## SUPPLIED TEXT
+ + + + + + +

The maddening sound of late deafness

My knowledge of music stopped 17 years ago when I became completely deaf. I don’t know any new songs after 2007 and before going deaf I wasn’t someone who listened to music all day long.

Growing up in the 80s and 90s I listened to a lot of radio. The radio was always on in the car, in shops, almost everywhere. I saw the occasional MTV when it was still just a music video channel. Back then I saw a lot less TV. It was still the decade of reading books, and teen magazines, playing sports, doing homework, and being outside. Eventually, I developed an eclectic taste of music that was all over the place. I like some genres more than the other, but I like a bit of almost everything.

Since losing my hearing, regularly a feeling or a word will trigger a song in my head. It’s like it’s actually playing but just the refrain or some parts of the songs. And it’s all in my head. Over and over again.

The past 17 years it happened a couple of times that I would wake up in the morning with a song in my head that I don’t know and I can’t figure out what song it is.

This will drive me nuts for hours until suddenly the song is just gone from my mind and I can’t recall it. When these “unknown” songs start playing in my head I will look up the few words I can make out and eventually figure out which song it is.

“Fundamentally, an earworm is your brain singing”

Why do songs get stuck in our heads?

This is how I found out for example that thanks to the radio I know ‘One of Us’ by Joan Osborne even tho I never knew about it, and didn’t have it on cassette or CD. I was blown away to recall a song I can’t even remember ever having actively listened to.

Latin ballads tend to be more difficult to figure out. If you are familiar with the genre you would know — Enrique Iglesias and Ricky Martin are just the tiny tip of the mountain. They are known because they went international, but there are many similar singers who only focus on the Spanish-speaking market.

The madness of it

A couple of years ago a Latin ballad started playing in my head and I could not figure it out. Then just like that, the song disappeared again. I couldn’t recall it at all. It’s a double-edged sword. When it’s in my head, it drives me nuts and when it’s gone and I can’t recall it at all, also drives me nuts.

Until one Monday morning September 2th 2024. I was happy to wake up to it again. I even wrote down the sentences and words that keep repeating, to not forget at least those.

I spent all the way to work while on the train, looking up lyrics trying to figure out which song it was and nothing. Because the song is really loud in my head I start unconsciously singing it in a whisper too. I hope people think I have AirPods on or something and don’t realize I’m walking around whisper-singing without any headphones on.

Eventually, later in the day, it went away.

Trying to fall asleep at 22:00 it started again and this time persistence paid off. I found the song!

Such a relief! My mind will probably mute the song again and I won’t be able to recall it on command but at least now I know what song it is. (Update: since writing this I can still recall the song.)

Another detail, once in a blue moon there are songs playing in my dream and they are so real, it’s like I was never deaf. I’ll wake up happy and two seconds later remember I’m deaf and the happiness of “listening” to a song fades.

Where is the science?

I never found an explanation for why the late deaf brain or my brain does this. The fact that songs I don’t remember knowing and they start playing in my head. Not that I’m complaining either, but it’s remarkable how I can remember songs as if I listened to them yesterday for the last and not more than 17 years ago.

The article I cited the quote from and other articles mention that earworms are more common in people who experience neuroticism and non-clinical levels of obsessive compulsion. I’m pretty sure I experienced neither of those. In so far I found no articles about the connection between late deafness and earworms. Being late deaf also, none of the tricks to get rid of an earworm work for me because you need to be able to hear.

When I don’t have a song playing in my head, it’s taken over by tinnitus. Which is a whole different beast that I have to live with.

One of the many things of being late deaf.

+ + + + + + +

## WHAT YOU WILL DO
Please say whether each statement agrees with the essay on late deafness, answering yes or no and quoting the words from the essay that settle it. (a) The writer became completely deaf 17 years ago. (b) The writer identified the Latin ballad while riding the train to work. (c) The writer found articles linking late deafness and earworms.

## EXTRACTED ENTRIES
+ + + + + + +

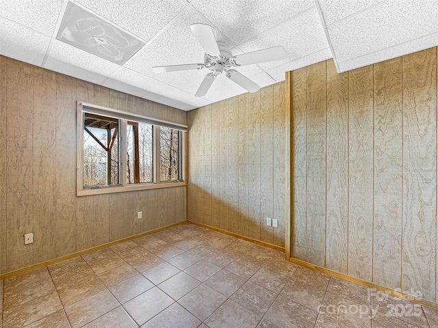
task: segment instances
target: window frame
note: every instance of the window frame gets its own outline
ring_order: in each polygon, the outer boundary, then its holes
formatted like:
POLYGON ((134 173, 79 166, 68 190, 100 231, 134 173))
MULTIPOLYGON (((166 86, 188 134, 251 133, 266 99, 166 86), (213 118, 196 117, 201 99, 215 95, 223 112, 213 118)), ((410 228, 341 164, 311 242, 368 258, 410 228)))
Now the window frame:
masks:
POLYGON ((101 195, 105 193, 134 191, 138 190, 168 188, 186 186, 185 181, 185 144, 187 126, 166 121, 152 119, 140 115, 118 111, 93 104, 77 101, 77 167, 76 167, 76 194, 77 196, 89 195, 101 195), (119 120, 119 184, 104 186, 83 186, 83 130, 85 113, 107 116, 119 120), (153 135, 153 182, 140 183, 127 183, 126 177, 127 165, 127 124, 128 121, 145 123, 152 125, 153 135), (178 130, 179 155, 179 179, 176 181, 161 181, 160 179, 160 126, 170 127, 178 130))

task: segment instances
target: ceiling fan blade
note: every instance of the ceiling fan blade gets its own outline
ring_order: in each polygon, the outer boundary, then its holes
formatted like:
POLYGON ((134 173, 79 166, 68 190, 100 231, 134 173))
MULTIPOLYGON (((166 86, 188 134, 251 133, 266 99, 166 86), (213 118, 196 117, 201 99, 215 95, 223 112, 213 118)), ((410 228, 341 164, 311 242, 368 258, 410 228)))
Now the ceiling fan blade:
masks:
POLYGON ((192 24, 190 28, 205 53, 214 57, 220 56, 220 51, 219 51, 216 39, 214 38, 213 29, 210 25, 201 23, 192 24))
POLYGON ((235 70, 229 70, 227 77, 250 92, 255 92, 260 89, 259 85, 235 70))
POLYGON ((205 96, 207 92, 211 86, 213 81, 216 79, 216 77, 213 74, 213 73, 209 73, 205 75, 203 83, 199 85, 199 88, 196 93, 195 94, 195 96, 196 97, 202 97, 203 96, 205 96))
POLYGON ((167 72, 177 72, 179 70, 201 70, 203 68, 203 64, 185 64, 183 65, 168 65, 166 66, 154 66, 152 71, 155 73, 166 73, 167 72))
POLYGON ((240 66, 252 64, 265 63, 274 60, 283 59, 286 57, 286 51, 282 46, 257 50, 252 53, 237 55, 234 58, 234 62, 240 66))

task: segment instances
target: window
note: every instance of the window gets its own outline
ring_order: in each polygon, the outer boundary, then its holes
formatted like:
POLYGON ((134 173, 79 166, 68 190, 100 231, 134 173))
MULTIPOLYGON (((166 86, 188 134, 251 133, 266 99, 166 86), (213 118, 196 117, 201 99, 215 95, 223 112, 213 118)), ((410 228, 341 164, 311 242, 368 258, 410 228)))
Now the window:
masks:
POLYGON ((78 102, 77 195, 185 184, 187 127, 78 102))

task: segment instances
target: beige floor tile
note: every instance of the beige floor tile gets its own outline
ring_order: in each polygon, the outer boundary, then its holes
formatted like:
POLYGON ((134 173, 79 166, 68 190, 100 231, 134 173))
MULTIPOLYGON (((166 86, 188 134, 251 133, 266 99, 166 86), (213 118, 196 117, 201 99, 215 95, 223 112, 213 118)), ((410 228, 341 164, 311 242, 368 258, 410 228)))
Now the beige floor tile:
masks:
POLYGON ((118 282, 136 275, 138 271, 126 262, 122 265, 110 269, 106 271, 99 273, 99 278, 107 286, 114 285, 118 282))
POLYGON ((424 306, 423 310, 424 311, 430 328, 438 327, 438 310, 424 306))
POLYGON ((200 260, 201 258, 197 256, 185 252, 172 258, 168 262, 180 270, 185 270, 200 260))
POLYGON ((154 254, 163 260, 168 260, 183 252, 184 251, 181 248, 175 247, 175 246, 172 246, 169 244, 168 246, 157 249, 154 252, 154 254))
POLYGON ((83 255, 82 258, 96 273, 101 273, 125 263, 118 255, 108 247, 83 255))
POLYGON ((158 285, 158 288, 177 301, 200 284, 200 281, 185 272, 180 272, 162 282, 158 285))
POLYGON ((196 328, 201 322, 175 303, 142 326, 142 328, 196 328))
POLYGON ((181 271, 179 269, 165 262, 146 271, 143 271, 142 273, 154 284, 157 285, 179 272, 181 272, 181 271))
POLYGON ((229 297, 239 289, 246 280, 228 270, 222 269, 205 282, 205 284, 229 297))
POLYGON ((289 281, 289 277, 266 268, 261 268, 249 281, 279 294, 289 281))
POLYGON ((154 287, 125 303, 123 308, 138 325, 142 325, 172 303, 173 299, 157 287, 154 287))
POLYGON ((143 275, 138 274, 114 285, 108 287, 113 295, 120 304, 140 295, 154 287, 154 284, 146 279, 143 275))
POLYGON ((318 312, 279 295, 265 315, 265 318, 282 328, 312 327, 318 312))
POLYGON ((82 327, 119 305, 107 289, 65 308, 73 328, 82 327))
POLYGON ((277 295, 263 287, 246 282, 229 299, 257 315, 259 319, 266 313, 277 295))
POLYGON ((4 282, 5 310, 55 291, 47 267, 7 279, 4 282))
POLYGON ((184 270, 184 272, 203 282, 220 271, 220 269, 221 268, 214 265, 213 263, 201 260, 187 268, 184 270))
POLYGON ((205 323, 210 328, 253 328, 259 321, 255 314, 229 299, 205 320, 205 323))
POLYGON ((265 263, 263 266, 272 271, 278 272, 286 277, 292 277, 295 273, 295 270, 298 267, 298 265, 280 258, 270 260, 265 263))
POLYGON ((68 306, 105 288, 105 285, 99 277, 95 275, 90 279, 70 284, 58 290, 57 292, 64 306, 68 306))
POLYGON ((3 325, 5 328, 21 327, 61 309, 62 305, 57 293, 53 292, 21 305, 3 310, 3 325))
POLYGON ((246 279, 250 278, 259 269, 259 265, 242 258, 238 258, 225 266, 225 269, 246 279))
POLYGON ((226 300, 224 295, 203 284, 178 303, 203 321, 226 300))
POLYGON ((294 302, 318 311, 326 294, 328 279, 305 279, 292 276, 281 291, 281 295, 294 302))
POLYGON ((88 323, 84 328, 136 328, 138 327, 121 306, 88 323))
POLYGON ((60 310, 26 326, 26 328, 41 327, 70 328, 70 323, 64 310, 60 310))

+ + + + + + +

## TASK RESULT
(a) Yes: "My knowledge of music stopped 17 years ago when I became completely deaf."
(b) No: "Trying to fall asleep at 22:00 it started again and this time persistence paid off. I found the song!"
(c) No: "In so far I found no articles about the connection between late deafness and earworms."